** BEGIN SUPPLIED DATA **

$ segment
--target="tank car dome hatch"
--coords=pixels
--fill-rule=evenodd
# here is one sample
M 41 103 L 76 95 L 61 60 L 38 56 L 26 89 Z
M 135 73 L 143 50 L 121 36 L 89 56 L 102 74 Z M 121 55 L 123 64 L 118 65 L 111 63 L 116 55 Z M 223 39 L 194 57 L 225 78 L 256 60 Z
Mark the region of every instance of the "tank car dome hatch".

** END SUPPLIED DATA **
** BEGIN SUPPLIED DATA **

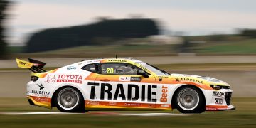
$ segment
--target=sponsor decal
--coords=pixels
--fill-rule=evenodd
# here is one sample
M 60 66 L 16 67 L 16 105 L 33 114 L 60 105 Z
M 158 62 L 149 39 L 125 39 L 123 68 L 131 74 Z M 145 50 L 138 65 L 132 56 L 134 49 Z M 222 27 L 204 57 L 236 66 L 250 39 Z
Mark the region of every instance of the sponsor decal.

** END SUPPLIED DATA **

WORK TO BE COMPLETED: From the items above, pull out every line that contains the string "hatch", and treat uppercase and lowercase as different.

OUTPUT BELOW:
--target="tank car dome hatch"
Mark the region of every instance of the "tank car dome hatch".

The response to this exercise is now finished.